Veri dökümü
>>>>>
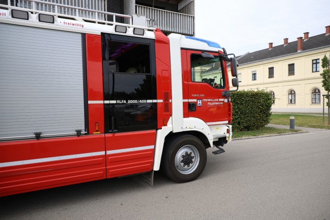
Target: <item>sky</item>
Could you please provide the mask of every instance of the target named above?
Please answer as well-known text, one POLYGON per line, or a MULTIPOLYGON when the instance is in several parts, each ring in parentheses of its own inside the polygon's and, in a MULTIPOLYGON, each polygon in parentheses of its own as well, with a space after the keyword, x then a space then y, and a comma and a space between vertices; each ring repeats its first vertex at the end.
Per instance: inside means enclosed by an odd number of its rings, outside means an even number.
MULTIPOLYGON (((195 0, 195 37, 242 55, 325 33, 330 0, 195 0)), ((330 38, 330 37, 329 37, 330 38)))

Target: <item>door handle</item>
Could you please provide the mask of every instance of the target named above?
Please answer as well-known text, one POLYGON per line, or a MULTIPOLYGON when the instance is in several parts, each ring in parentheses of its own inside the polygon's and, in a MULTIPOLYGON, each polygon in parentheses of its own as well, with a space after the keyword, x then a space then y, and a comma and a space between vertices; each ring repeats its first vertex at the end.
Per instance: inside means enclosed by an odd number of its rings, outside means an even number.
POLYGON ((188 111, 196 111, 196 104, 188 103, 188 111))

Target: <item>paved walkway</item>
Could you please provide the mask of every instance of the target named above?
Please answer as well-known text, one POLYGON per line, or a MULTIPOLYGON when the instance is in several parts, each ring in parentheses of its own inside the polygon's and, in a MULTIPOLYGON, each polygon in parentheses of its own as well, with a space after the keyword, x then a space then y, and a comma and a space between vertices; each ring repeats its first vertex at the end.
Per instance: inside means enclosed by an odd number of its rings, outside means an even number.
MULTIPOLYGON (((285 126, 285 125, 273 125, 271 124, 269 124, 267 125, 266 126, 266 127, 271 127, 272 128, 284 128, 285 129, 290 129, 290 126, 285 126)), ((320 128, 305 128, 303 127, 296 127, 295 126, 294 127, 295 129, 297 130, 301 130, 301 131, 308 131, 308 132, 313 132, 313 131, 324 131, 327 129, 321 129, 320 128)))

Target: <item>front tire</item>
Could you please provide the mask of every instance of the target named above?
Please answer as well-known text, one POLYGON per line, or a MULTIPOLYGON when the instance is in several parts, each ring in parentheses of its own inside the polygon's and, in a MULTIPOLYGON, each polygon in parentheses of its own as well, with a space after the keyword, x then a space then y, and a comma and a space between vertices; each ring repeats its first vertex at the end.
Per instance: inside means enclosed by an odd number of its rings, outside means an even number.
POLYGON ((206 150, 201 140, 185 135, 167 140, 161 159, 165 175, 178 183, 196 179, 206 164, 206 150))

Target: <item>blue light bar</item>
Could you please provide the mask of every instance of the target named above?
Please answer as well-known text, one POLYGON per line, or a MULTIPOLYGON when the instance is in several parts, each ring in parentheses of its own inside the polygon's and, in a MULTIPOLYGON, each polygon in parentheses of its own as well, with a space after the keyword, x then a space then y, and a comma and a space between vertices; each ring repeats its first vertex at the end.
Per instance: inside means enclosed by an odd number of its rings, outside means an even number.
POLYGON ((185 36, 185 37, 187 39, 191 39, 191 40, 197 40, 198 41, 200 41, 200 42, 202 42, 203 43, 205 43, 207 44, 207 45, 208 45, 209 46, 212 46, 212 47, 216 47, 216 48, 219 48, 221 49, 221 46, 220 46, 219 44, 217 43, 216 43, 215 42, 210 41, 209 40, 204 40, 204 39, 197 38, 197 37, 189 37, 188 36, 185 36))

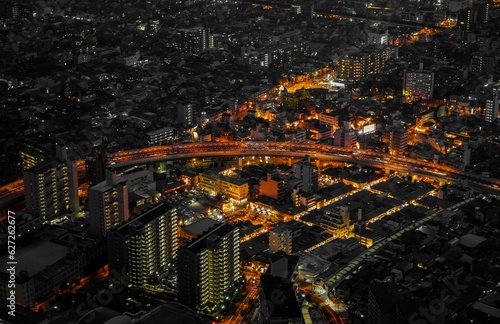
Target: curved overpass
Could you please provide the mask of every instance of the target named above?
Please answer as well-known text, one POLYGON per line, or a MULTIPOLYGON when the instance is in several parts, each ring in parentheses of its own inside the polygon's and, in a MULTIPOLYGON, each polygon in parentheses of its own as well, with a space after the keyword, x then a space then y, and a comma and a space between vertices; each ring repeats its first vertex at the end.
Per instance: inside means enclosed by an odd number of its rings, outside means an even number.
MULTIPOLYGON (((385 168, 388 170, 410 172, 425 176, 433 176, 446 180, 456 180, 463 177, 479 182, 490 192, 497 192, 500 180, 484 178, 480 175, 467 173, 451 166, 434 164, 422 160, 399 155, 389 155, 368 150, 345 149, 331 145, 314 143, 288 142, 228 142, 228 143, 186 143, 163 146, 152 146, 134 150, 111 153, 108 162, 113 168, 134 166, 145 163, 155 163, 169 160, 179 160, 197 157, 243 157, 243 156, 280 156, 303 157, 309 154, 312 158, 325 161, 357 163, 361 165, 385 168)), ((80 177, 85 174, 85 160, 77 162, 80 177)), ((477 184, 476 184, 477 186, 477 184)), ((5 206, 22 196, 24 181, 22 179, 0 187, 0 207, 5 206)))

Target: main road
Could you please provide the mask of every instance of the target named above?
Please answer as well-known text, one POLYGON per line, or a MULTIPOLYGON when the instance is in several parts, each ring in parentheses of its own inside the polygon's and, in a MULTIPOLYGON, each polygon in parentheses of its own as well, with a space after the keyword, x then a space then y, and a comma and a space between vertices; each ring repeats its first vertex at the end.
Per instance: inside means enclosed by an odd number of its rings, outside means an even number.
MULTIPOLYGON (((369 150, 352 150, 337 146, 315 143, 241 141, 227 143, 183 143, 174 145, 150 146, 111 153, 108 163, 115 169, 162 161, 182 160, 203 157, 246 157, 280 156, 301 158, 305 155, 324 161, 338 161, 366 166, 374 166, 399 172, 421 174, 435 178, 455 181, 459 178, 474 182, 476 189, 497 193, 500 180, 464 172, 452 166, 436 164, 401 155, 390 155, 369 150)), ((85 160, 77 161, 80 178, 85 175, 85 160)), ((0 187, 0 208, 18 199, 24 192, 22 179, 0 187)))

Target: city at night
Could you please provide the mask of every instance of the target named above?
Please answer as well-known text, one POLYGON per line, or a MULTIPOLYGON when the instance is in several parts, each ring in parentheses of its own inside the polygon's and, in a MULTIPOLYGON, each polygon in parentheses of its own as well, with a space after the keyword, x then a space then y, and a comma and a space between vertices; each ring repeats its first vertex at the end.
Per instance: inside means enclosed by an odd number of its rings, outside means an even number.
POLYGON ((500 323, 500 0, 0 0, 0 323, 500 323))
<<<<<
## Görev
Kayıtlarda "Target: <item>door handle</item>" ifadesini içeren satırdan "MULTIPOLYGON (((285 126, 285" ifadesini içeren satıra kadar olan satırları, bu iki satır da dahil, hiç değiştirmeden yineleyin.

## Tam çıktı
Target: <item>door handle</item>
Could you please provide the mask of every instance of the target named above?
Please answer as well-known text, one POLYGON per line, or a MULTIPOLYGON when the instance is in several parts, each ring in parentheses of its own inside the polygon's and, in a MULTIPOLYGON, each polygon in parentheses of its own as well, with a space after the keyword, x then a space then y, and a comma and a space between vertices; each ring repeats its first vertex at the end.
Per instance: inside means enclosed by an odd number of its rings, outside means an even number.
POLYGON ((188 111, 196 111, 196 104, 188 103, 188 111))

Target: <item>paved walkway</item>
Could you please provide the mask of every instance of the target named above?
Please answer as well-known text, one POLYGON per line, or a MULTIPOLYGON when the instance is in several parts, each ring in parentheses of its own inside the polygon's and, in a MULTIPOLYGON, each polygon in parentheses of its own as well, with a space after the keyword, x then a space then y, and a comma and a space between vertices; each ring repeats its first vertex at the end.
Per instance: inside means enclosed by an odd number of its rings, outside means an even number.
MULTIPOLYGON (((285 126, 285 125, 273 125, 271 124, 269 124, 267 125, 266 126, 266 127, 271 127, 272 128, 284 128, 285 129, 290 129, 290 126, 285 126)), ((320 128, 305 128, 303 127, 296 127, 295 126, 294 127, 295 129, 297 130, 301 130, 301 131, 308 131, 308 132, 313 132, 313 131, 324 131, 327 129, 321 129, 320 128)))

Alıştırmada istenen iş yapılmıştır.